**Written instruction 1:** In the letter to Senator Ruiz about teacher evaluation, write out the passage between "As thousands of" and "the Christie administration.", inclusive, changing "Student Growth Percentiles" to "Student Progress Percentiles".
**Written instruction 2:** Summarize the letter to Senator Ruiz about teacher evaluation in two sentences.
**Written instruction 3:** Proceed with the letter to Senator Ruiz about teacher evaluation, picking up after its last sentence.

**Passage provided:**
★ ★ ★ ★ ★

I will protect your pensions. Nothing about your pension is going to change when I am governor. - Chris Christie, "An Open Letter to the Teachers of NJ" October, 2009

Tuesday, September 4, 2018

An Open Letter to NJ Sen. Ruiz, re: Teacher Evaluation and Test Scores

Tuesday, September 4, 2018

The Honorable M. Teresa Ruiz
The New Jersey Senate
Trenton, NJ

Dear Senator Ruiz,

As thousands of New Jersey teachers are heading back to school this week, this is an excellent time to address your recent comments about changes Governor Murphy's administration has made to state rules regarding the use of test scores in teacher evaluations.

As you know, the Murphy administration has announced that test score growth, as measured in median Student Growth Percentiles (mSGPs), will now count for 5 percent of a relevant teacher's evaluation, down from 30 percent during the Christie administration.

Here is your complete statement on Facebook:
State Sen. President Steve Sweeney and I are deeply disappointed that the administration is walking away from New Jersey's students by reducing the PARCC assessment to count for only five percent of a teacher’s evaluation. These tests are about education, not politics. We know teacher quality is the most impactful in-school factor affecting student achievement. That is why we were clear when developing TEACHNJ and working with all education stakeholders that student growth would have a meaningful place within evaluations. Reducing the use of Student Growth Percentile to five percent essentially eliminates its impact. It abandons the mission of TEACHNJ without replacing it with a substantive alternative. In fact, a 2018, a Rand study concluded that, ‘Teaching is a complex activity that should be measured with multiple methods.’ These include: student test scores, classroom observation, surveys and other methods. This is the second announcement in a series concerning the lowering of standards for our education professionals and students. We look forward to the department providing data as to why these decisions are being made and how they will benefit our children. Every child deserves a teacher who advances their academic progress and prepares them for college and career readiness. We must provide the data and resources for all our teachers to excel and ensure every student has the opportunity to realize their fullest potential. No one should see this move as a ‘Win.’ This is a victory for special interests and a huge step backward towards a better public education in New Jersey.”

★ ★ ★ ★ ★

**Stored data:**
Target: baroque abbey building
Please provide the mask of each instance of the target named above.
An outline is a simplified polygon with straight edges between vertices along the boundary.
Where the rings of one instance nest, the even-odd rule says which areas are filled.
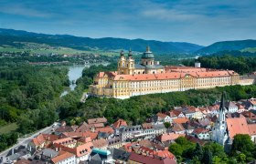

★ ★ ★ ★ ★

**Task result 1:**
As thousands of New Jersey teachers are heading back to school this week, this is an excellent time to address your recent comments about changes Governor Murphy's administration has made to state rules regarding the use of test scores in teacher evaluations.

As you know, the Murphy administration has announced that test score growth, as measured in median Student Progress Percentiles (mSGPs), will now count for 5 percent of a relevant teacher's evaluation, down from 30 percent during the Christie administration.

**Task result 2:** The letter responds to Senator Ruiz's comments on the Murphy administration's decision to count test score growth, measured in mSGPs, for 5 percent of a relevant teacher's evaluation instead of the 30 percent used under the Christie administration. It quotes her Facebook statement, in which she says she and Senate President Steve Sweeney are deeply disappointed, argues that the reduction essentially eliminates the impact of student growth and abandons the mission of TEACHNJ, and calls the move a victory for special interests.

**Task result 3:**
Senator, as both a teacher and an education researcher, I share your commitment to providing New Jersey's children with the best possible public education system. I certainly agree that teachers are important, although, as Dr. Matt DiCarlo of the Shanker Institute has noted, the claim that teacher quality is the most important in-school factor affecting student outcomes is highly problematic.

I'll leave aside a discussion of this for now, however, to focus instead on the idea that reducing the weight of SGPs in a teacher's evaluation is somehow "a huge step backwards." To the contrary: when we consider the evidence, it is clear that the way New Jersey has been using SGPs in teacher evaluations until now has been wholly inappropriate. Governor Murphy's policy, therefore, can only be described as an improvement.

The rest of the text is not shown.